#### TEXTAUSZUG:
....
Ich bastle nicht nur gerne ich quäle auch gerne meine CPU oder die Grafikkarte etwas mit etwas übertakten, dabei spielt natürlich die Temperatur der einzelnen Komponenten eine große Rolle.
sprich das Gehäuse wird auf das Kühlverhalten getestet sowohl im Normalzustand als auch im übertakteten zustand.

Für mich auch sehr wichtig, da ich mein Gehäuse jeden Tag anschaue oder eben oft bastle,  ist das Design stimmig?, gibt es scharfe Kanten? Brauch ich für alles Schraubenzieher?

Ein gutes Schriftbild ist natürlich vorhanden und da Fotografieren meine Leidenschaft ist, wird der Test von so vielen Bildern wie möglich begleitet.

Ich würde mich sehr freuen, wenn ich ein Gehäuse testen dürfte.

Grüße 
Jarafi


----------



## falloutrapha (13. Dezember 2010)
....
#### ÜBUNGSMATERIAL:
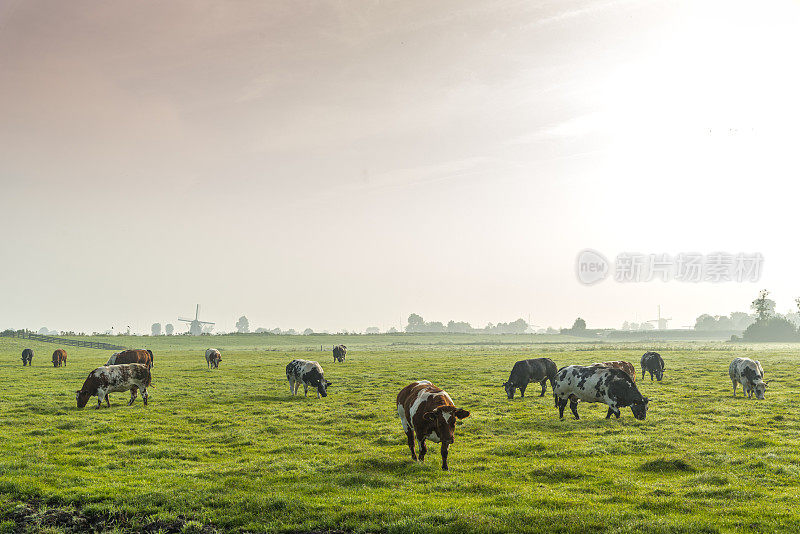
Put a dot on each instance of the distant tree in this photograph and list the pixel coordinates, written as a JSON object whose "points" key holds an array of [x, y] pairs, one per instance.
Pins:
{"points": [[705, 322], [763, 306], [415, 323]]}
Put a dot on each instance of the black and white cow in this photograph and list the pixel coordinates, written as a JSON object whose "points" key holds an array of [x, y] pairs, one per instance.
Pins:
{"points": [[526, 371], [307, 373], [750, 375], [595, 383], [653, 363], [114, 378]]}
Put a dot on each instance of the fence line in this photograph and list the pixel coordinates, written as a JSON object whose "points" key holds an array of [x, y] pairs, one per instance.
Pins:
{"points": [[63, 341]]}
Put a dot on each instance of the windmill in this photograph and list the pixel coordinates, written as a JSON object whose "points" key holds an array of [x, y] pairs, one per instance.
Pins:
{"points": [[195, 325], [661, 322]]}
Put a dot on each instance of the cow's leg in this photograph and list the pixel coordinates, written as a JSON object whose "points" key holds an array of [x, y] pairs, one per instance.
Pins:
{"points": [[573, 405], [562, 403], [422, 450], [410, 436]]}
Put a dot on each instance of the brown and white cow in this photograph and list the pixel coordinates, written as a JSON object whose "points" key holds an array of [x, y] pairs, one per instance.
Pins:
{"points": [[59, 358], [429, 412], [131, 356], [114, 378], [339, 353], [622, 366], [213, 357]]}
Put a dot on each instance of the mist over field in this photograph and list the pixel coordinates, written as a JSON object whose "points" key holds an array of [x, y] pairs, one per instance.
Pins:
{"points": [[343, 165]]}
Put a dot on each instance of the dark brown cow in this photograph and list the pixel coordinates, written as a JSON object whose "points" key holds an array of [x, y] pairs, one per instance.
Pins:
{"points": [[131, 356], [59, 358], [114, 378], [622, 366], [429, 412]]}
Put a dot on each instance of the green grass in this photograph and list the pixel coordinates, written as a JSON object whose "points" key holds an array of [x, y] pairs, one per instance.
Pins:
{"points": [[231, 450]]}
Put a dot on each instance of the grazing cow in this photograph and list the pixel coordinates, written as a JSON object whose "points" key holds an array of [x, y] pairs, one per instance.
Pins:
{"points": [[213, 357], [750, 375], [622, 366], [429, 411], [309, 374], [595, 383], [131, 356], [112, 379], [653, 363], [59, 358], [339, 352], [526, 371]]}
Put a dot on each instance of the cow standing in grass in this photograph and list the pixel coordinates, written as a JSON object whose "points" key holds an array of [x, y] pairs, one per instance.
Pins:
{"points": [[653, 363], [524, 372], [750, 375], [307, 373], [114, 378], [339, 352], [622, 366], [429, 412], [595, 383], [213, 357], [131, 356], [59, 358]]}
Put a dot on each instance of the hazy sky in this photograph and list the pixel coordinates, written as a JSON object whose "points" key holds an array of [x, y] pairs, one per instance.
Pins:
{"points": [[341, 164]]}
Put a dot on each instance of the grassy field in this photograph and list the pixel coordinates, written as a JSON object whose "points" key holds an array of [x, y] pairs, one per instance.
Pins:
{"points": [[231, 450]]}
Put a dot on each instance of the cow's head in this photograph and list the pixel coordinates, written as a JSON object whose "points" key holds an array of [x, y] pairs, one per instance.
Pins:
{"points": [[639, 408], [82, 396], [443, 420], [322, 388]]}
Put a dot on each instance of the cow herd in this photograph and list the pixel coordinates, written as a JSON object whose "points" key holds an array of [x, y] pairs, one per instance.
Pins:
{"points": [[425, 411]]}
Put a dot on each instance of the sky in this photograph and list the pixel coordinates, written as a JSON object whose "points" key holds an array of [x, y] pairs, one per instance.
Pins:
{"points": [[342, 164]]}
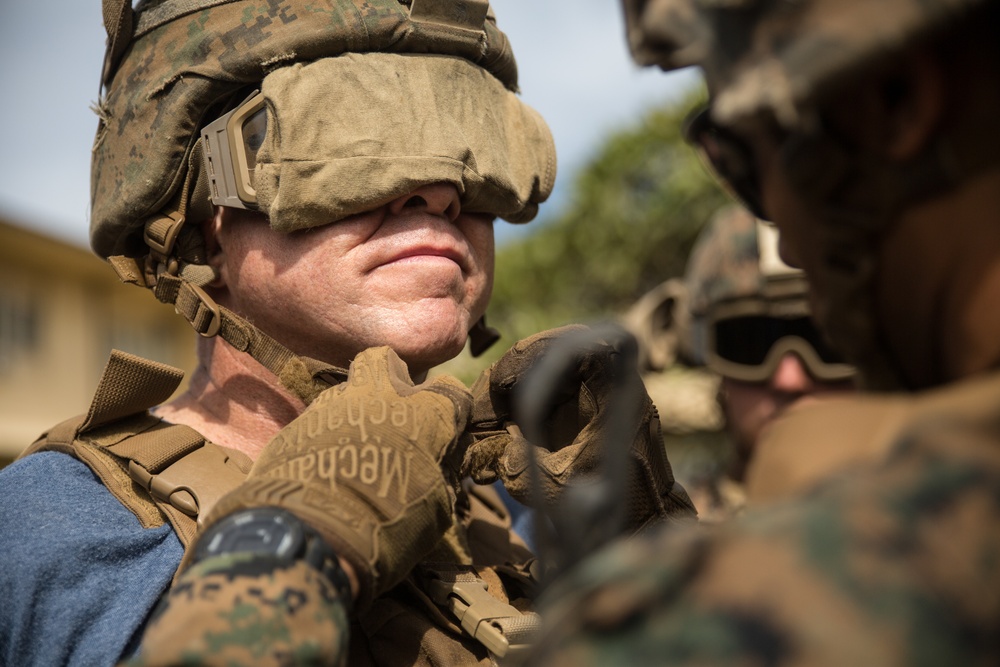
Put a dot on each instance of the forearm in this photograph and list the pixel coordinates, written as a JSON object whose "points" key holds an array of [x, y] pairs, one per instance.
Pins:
{"points": [[248, 610]]}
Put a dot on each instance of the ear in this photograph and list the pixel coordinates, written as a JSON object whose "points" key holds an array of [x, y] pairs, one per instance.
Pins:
{"points": [[212, 231], [912, 99], [894, 112]]}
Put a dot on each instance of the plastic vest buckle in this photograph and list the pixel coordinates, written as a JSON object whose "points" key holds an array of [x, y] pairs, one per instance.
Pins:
....
#### ARBEITSANWEISUNG 1:
Welche Fragen, die mit einem Fragezeichen enden, enthält der Textauszug? Nenne alle.
#### ARBEITSANWEISUNG 2:
Filtere aus den Datensätzen jede Zeile heraus, in der das Wort „brown“ vorkommt, und gib sie vollständig wieder.

#### ERWARTETE ANTWORT 1:
- ist das Design stimmig?
- gibt es scharfe Kanten?
- Brauch ich für alles Schraubenzieher?

#### ERWARTETE ANTWORT 2:
Put a dot on each instance of the brown and white cow in this photograph and list the pixel coordinates, written as a JSON object whose "points" key holds an array of [x, y] pairs, one per instance.
Put a dot on each instance of the dark brown cow in this photograph and list the pixel coordinates, written as a JSON object whose "points" key holds an array of [x, y] pairs, one per instance.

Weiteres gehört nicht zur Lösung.